REQUIRED TASK: Render each of the lines below as one string in a JSON list, skipping blank lines and leaving out the pictures.

RECORDS PROVIDED:
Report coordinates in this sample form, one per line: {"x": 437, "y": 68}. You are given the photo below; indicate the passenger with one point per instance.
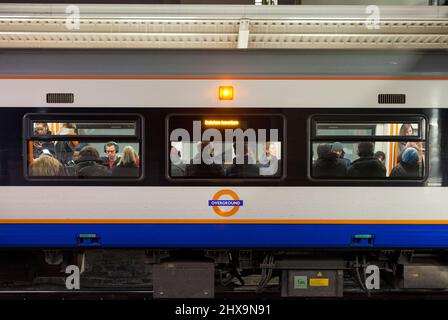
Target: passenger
{"x": 200, "y": 169}
{"x": 89, "y": 164}
{"x": 367, "y": 166}
{"x": 177, "y": 167}
{"x": 46, "y": 166}
{"x": 64, "y": 149}
{"x": 42, "y": 129}
{"x": 338, "y": 148}
{"x": 328, "y": 164}
{"x": 111, "y": 160}
{"x": 127, "y": 166}
{"x": 380, "y": 155}
{"x": 270, "y": 168}
{"x": 406, "y": 130}
{"x": 409, "y": 166}
{"x": 243, "y": 165}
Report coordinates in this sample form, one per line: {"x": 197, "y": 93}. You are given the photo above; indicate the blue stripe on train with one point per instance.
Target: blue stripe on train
{"x": 223, "y": 235}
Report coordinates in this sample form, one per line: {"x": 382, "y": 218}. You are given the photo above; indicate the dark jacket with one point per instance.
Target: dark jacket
{"x": 246, "y": 169}
{"x": 105, "y": 162}
{"x": 367, "y": 167}
{"x": 403, "y": 170}
{"x": 345, "y": 161}
{"x": 90, "y": 168}
{"x": 48, "y": 145}
{"x": 329, "y": 167}
{"x": 177, "y": 170}
{"x": 131, "y": 170}
{"x": 64, "y": 151}
{"x": 203, "y": 170}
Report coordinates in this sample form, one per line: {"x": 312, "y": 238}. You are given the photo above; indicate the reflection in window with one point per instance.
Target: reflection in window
{"x": 367, "y": 129}
{"x": 85, "y": 128}
{"x": 367, "y": 160}
{"x": 85, "y": 159}
{"x": 395, "y": 150}
{"x": 83, "y": 149}
{"x": 238, "y": 149}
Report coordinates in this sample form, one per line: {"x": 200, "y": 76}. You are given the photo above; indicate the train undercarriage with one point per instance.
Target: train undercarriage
{"x": 218, "y": 273}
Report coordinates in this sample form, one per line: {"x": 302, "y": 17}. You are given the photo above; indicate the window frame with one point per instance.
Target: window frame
{"x": 423, "y": 136}
{"x": 226, "y": 180}
{"x": 28, "y": 135}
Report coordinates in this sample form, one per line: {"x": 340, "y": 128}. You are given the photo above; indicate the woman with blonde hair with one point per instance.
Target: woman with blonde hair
{"x": 128, "y": 166}
{"x": 46, "y": 166}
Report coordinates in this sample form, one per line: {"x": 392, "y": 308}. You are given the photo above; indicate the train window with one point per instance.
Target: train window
{"x": 87, "y": 128}
{"x": 225, "y": 146}
{"x": 350, "y": 147}
{"x": 367, "y": 129}
{"x": 70, "y": 148}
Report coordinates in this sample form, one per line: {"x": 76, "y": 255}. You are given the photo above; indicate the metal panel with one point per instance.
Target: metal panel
{"x": 184, "y": 279}
{"x": 425, "y": 276}
{"x": 221, "y": 235}
{"x": 315, "y": 283}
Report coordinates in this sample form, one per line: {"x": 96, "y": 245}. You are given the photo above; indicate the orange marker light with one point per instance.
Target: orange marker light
{"x": 225, "y": 93}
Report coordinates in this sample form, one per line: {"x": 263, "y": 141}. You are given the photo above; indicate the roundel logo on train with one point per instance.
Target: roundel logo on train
{"x": 234, "y": 202}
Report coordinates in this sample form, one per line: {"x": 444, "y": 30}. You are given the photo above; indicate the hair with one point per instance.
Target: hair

PROBLEM SOLUTION:
[
  "Report coordinates in this sample form, one per line: {\"x\": 437, \"y\": 68}. You are given the photo below; indicate the passenger with one point per instance.",
  "Target: passenger",
  "{\"x\": 200, \"y\": 169}",
  "{\"x\": 89, \"y\": 164}",
  "{\"x\": 367, \"y\": 166}",
  "{\"x\": 177, \"y\": 167}",
  "{\"x\": 46, \"y\": 166}",
  "{\"x\": 64, \"y\": 149}",
  "{\"x\": 42, \"y\": 129}",
  "{\"x\": 338, \"y\": 148}",
  "{\"x\": 328, \"y\": 164}",
  "{\"x\": 111, \"y\": 160}",
  "{\"x\": 127, \"y\": 166}",
  "{\"x\": 380, \"y\": 155}",
  "{\"x\": 270, \"y\": 168}",
  "{\"x\": 406, \"y\": 130}",
  "{\"x\": 409, \"y\": 166}",
  "{\"x\": 243, \"y\": 165}",
  "Report coordinates in this sample form, one per line: {\"x\": 197, \"y\": 93}. You are given the photo above; indicate the blue stripe on train with one point per instance.",
  "Target: blue stripe on train",
  "{\"x\": 223, \"y\": 235}",
  "Report coordinates in this sample form, one per line: {\"x\": 382, \"y\": 218}. You are given the photo above; indicate the dark jacket with one point per instance.",
  "Target: dark jacket",
  "{\"x\": 246, \"y\": 169}",
  "{\"x\": 105, \"y\": 162}",
  "{\"x\": 367, \"y\": 167}",
  "{\"x\": 403, \"y\": 170}",
  "{\"x\": 345, \"y\": 161}",
  "{\"x\": 90, \"y\": 168}",
  "{\"x\": 48, \"y\": 145}",
  "{\"x\": 329, \"y\": 167}",
  "{\"x\": 177, \"y\": 170}",
  "{\"x\": 131, \"y\": 170}",
  "{\"x\": 64, \"y\": 151}",
  "{\"x\": 203, \"y\": 170}",
  "Report coordinates in this sample form, one per line: {\"x\": 312, \"y\": 238}. You are given the photo above; indicate the reflection in window with one point per instance.",
  "Target: reflection in window",
  "{\"x\": 367, \"y\": 129}",
  "{\"x\": 85, \"y\": 128}",
  "{\"x\": 367, \"y\": 160}",
  "{\"x\": 85, \"y\": 159}",
  "{\"x\": 395, \"y\": 150}",
  "{\"x\": 83, \"y\": 149}",
  "{\"x\": 238, \"y\": 149}",
  "Report coordinates in this sample form, one per line: {\"x\": 200, \"y\": 76}. You are given the photo above; indicate the train undercarriage with one point per instance.",
  "Target: train undercarriage",
  "{\"x\": 218, \"y\": 273}",
  "Report coordinates in this sample form, one per line: {\"x\": 302, \"y\": 17}. You are given the photo above; indicate the window frame with one point per instance.",
  "Target: window frame",
  "{\"x\": 423, \"y\": 136}",
  "{\"x\": 226, \"y\": 180}",
  "{\"x\": 28, \"y\": 135}",
  "Report coordinates in this sample form, one per line: {\"x\": 340, \"y\": 128}. You are given the photo above; indicate the woman with blonde hair with one point per instance.",
  "Target: woman with blonde hair",
  "{\"x\": 128, \"y\": 166}",
  "{\"x\": 46, \"y\": 166}",
  "Report coordinates in this sample form, one per line: {\"x\": 392, \"y\": 308}. You are given the photo above; indicate the train window with one point per instance.",
  "Target: train window",
  "{\"x\": 87, \"y\": 128}",
  "{\"x\": 225, \"y\": 146}",
  "{\"x\": 350, \"y\": 147}",
  "{\"x\": 367, \"y\": 129}",
  "{\"x\": 70, \"y\": 148}",
  "Report coordinates in this sample form, one per line: {\"x\": 76, \"y\": 255}. You are given the photo above; indicate the metal panel with one point per instance.",
  "Target: metal panel",
  "{\"x\": 184, \"y\": 279}",
  "{\"x\": 425, \"y\": 276}",
  "{\"x\": 221, \"y\": 235}",
  "{\"x\": 315, \"y\": 283}",
  "Report coordinates in this sample form, one per line: {\"x\": 96, \"y\": 245}. You are given the photo above; indicate the orange marker light with one point per instance.",
  "Target: orange marker light",
  "{\"x\": 225, \"y\": 93}",
  "Report coordinates in this sample form, one per line: {\"x\": 263, \"y\": 141}. You are given the photo above; indicate the roundel logo on train with one point per instance.",
  "Target: roundel logo on train",
  "{\"x\": 234, \"y\": 202}",
  "Report coordinates in this sample form, one per line: {\"x\": 444, \"y\": 30}. You are given the photo above; indicate the hair with one point per instance.",
  "Target: hair"
]